**** Records for this exercise

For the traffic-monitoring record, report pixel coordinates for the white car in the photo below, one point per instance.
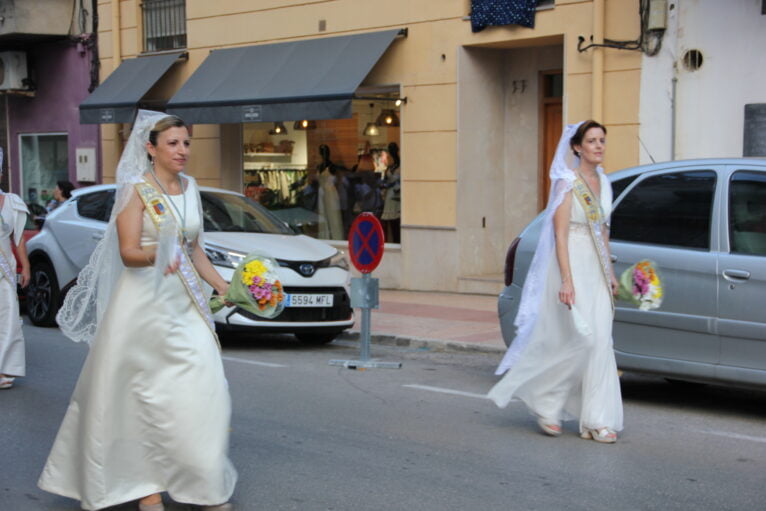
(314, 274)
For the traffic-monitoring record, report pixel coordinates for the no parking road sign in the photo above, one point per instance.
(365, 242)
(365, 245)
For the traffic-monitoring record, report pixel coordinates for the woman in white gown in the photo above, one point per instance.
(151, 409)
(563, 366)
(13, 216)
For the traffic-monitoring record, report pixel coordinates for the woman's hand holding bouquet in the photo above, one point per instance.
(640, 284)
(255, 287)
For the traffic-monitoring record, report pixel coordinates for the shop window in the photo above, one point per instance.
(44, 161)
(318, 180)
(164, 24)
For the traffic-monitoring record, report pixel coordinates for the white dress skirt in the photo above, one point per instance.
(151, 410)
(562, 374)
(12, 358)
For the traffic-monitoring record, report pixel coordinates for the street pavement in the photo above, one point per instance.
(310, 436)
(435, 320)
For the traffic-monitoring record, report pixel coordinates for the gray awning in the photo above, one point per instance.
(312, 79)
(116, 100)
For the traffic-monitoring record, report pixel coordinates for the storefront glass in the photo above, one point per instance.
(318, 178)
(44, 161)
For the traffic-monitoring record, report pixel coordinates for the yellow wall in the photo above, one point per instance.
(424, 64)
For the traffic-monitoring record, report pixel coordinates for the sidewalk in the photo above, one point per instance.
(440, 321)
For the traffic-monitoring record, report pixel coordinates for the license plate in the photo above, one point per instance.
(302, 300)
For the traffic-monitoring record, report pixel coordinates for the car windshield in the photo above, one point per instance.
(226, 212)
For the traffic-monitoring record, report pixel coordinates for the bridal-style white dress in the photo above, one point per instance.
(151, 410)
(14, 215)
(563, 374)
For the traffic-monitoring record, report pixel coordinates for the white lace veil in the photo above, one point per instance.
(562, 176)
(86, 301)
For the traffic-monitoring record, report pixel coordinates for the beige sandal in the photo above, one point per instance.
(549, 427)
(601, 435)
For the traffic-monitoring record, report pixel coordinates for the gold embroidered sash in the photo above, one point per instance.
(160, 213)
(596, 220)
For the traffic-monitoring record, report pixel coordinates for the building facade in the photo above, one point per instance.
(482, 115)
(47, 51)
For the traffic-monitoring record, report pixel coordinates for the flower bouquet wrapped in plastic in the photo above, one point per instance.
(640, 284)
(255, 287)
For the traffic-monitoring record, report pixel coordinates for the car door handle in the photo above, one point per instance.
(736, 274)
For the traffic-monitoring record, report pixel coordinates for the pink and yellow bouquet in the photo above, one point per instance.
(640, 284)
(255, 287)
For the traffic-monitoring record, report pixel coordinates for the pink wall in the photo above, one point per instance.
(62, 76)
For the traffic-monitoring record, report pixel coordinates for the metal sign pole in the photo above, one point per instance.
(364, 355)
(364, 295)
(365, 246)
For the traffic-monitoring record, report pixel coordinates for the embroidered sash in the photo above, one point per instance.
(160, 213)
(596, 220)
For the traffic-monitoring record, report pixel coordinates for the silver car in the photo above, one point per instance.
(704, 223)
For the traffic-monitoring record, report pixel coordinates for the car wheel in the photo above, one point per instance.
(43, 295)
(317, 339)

********
**** Records for this exercise

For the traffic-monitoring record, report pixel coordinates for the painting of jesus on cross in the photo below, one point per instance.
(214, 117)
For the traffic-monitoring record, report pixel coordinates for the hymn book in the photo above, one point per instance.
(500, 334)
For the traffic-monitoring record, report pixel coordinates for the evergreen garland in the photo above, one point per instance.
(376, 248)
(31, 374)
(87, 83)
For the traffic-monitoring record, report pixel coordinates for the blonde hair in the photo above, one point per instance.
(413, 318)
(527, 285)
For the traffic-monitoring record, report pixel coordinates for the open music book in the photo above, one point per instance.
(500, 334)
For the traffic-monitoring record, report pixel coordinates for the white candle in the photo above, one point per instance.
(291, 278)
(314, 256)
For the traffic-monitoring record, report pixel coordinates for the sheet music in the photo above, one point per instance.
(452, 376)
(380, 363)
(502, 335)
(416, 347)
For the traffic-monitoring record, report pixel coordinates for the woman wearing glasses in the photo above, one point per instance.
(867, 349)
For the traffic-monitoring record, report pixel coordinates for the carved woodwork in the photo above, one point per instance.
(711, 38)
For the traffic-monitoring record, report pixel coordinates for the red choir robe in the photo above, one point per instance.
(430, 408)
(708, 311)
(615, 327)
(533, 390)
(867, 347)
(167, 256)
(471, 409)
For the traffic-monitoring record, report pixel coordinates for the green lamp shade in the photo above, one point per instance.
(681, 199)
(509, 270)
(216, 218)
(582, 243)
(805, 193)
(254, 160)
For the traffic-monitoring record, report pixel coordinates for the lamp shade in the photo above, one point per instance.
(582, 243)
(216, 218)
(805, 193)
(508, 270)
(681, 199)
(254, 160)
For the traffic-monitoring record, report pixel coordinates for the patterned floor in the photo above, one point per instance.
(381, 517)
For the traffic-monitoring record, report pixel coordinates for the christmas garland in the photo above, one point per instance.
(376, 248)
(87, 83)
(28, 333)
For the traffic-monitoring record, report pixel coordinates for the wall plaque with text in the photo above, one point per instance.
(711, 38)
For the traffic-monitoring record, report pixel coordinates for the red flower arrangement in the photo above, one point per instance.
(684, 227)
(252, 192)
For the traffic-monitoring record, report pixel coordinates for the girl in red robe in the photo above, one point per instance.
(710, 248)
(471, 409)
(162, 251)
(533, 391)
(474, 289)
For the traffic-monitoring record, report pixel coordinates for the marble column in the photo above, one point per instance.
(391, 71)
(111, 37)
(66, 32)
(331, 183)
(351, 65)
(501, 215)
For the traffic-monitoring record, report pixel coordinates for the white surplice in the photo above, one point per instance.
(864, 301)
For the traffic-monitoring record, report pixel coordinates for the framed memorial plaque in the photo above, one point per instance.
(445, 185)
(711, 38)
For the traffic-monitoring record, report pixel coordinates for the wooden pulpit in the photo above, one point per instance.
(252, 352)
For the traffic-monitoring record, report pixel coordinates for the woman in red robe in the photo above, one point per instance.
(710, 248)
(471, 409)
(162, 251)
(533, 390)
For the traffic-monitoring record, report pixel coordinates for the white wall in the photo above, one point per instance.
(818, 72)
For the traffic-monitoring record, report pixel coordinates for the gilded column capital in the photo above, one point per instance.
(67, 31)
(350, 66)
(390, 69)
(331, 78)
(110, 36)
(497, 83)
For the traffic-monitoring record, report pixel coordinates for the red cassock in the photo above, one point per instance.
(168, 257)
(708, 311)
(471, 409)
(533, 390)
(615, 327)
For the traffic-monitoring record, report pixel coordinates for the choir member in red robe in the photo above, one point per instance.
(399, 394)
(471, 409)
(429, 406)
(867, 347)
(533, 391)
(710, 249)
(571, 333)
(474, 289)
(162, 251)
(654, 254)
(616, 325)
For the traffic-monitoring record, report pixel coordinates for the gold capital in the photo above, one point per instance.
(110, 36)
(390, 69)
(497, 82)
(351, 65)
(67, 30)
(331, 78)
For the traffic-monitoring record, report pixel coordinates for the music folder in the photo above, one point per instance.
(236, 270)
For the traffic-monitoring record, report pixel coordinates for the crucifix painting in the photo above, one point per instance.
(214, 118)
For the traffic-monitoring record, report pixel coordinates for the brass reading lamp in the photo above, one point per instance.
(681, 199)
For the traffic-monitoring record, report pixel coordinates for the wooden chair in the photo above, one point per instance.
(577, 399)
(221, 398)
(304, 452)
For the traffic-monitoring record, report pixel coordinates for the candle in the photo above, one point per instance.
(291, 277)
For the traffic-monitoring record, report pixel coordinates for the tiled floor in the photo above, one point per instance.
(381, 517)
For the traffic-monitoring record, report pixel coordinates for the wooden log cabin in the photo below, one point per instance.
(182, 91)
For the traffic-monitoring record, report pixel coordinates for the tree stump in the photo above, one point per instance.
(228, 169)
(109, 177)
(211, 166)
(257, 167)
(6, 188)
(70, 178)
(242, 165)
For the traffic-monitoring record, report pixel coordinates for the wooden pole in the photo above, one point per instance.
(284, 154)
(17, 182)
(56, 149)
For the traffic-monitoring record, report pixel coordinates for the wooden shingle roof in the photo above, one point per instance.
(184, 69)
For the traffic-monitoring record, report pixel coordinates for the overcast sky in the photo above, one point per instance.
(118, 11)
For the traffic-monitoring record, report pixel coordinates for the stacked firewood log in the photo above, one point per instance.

********
**** Records for this exercise

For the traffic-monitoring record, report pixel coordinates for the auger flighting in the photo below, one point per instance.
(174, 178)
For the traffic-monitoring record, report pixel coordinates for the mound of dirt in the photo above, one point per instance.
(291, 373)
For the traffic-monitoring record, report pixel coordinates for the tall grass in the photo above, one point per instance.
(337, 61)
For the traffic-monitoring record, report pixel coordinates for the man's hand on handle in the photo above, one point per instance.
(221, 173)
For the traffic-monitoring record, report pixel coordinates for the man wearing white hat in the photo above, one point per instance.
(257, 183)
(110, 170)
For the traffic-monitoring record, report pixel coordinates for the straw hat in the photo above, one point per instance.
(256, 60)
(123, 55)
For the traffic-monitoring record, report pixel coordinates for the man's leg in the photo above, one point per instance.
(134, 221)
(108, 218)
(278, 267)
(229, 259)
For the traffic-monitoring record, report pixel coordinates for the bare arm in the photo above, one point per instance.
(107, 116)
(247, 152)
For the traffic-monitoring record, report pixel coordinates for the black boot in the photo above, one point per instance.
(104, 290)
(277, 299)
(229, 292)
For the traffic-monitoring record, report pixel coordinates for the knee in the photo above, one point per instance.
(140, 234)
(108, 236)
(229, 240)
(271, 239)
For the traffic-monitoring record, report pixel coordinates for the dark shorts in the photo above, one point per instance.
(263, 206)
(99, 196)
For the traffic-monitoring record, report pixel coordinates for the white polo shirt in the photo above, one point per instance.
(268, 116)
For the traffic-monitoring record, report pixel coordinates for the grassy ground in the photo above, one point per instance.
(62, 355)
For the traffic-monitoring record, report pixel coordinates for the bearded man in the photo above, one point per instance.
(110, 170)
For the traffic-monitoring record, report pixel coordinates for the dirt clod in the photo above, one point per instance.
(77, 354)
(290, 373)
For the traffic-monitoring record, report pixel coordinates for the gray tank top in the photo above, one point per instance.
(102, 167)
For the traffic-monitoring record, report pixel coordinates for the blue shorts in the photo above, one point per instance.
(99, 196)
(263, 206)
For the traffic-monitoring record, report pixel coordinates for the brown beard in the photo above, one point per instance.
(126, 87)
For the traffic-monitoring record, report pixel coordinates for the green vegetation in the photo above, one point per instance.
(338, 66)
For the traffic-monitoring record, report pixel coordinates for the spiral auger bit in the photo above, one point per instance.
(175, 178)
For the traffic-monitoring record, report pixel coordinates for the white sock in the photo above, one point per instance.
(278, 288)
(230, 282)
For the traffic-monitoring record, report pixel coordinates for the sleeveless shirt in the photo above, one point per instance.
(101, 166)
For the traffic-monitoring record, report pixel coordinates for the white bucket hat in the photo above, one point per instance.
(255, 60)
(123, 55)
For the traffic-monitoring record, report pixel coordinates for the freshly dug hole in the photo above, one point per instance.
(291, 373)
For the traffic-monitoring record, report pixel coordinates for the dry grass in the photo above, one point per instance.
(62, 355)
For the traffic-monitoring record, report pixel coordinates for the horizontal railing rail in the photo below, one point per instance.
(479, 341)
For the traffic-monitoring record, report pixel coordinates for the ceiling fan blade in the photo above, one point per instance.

********

Required work - All that belongs in your answer is the stretch of entries above from the line with "the wooden pole" through the line with "for the stacked", printed exactly.

Answer to this problem -
For the traffic-monitoring record, report pixel coordinates for the wooden pole in the photo above, one point per instance.
(284, 154)
(17, 182)
(56, 149)
For the traffic-monitoring record, report pixel coordinates for the wooden shingle roof in the photo above, one point per instance.
(184, 69)
For the traffic-monitoring record, report pixel coordinates for the overcast sky in the photo above, one point per instance.
(118, 11)
For the traffic-monitoring record, report pixel coordinates for the stacked firewood log in the photo above, one point per instance.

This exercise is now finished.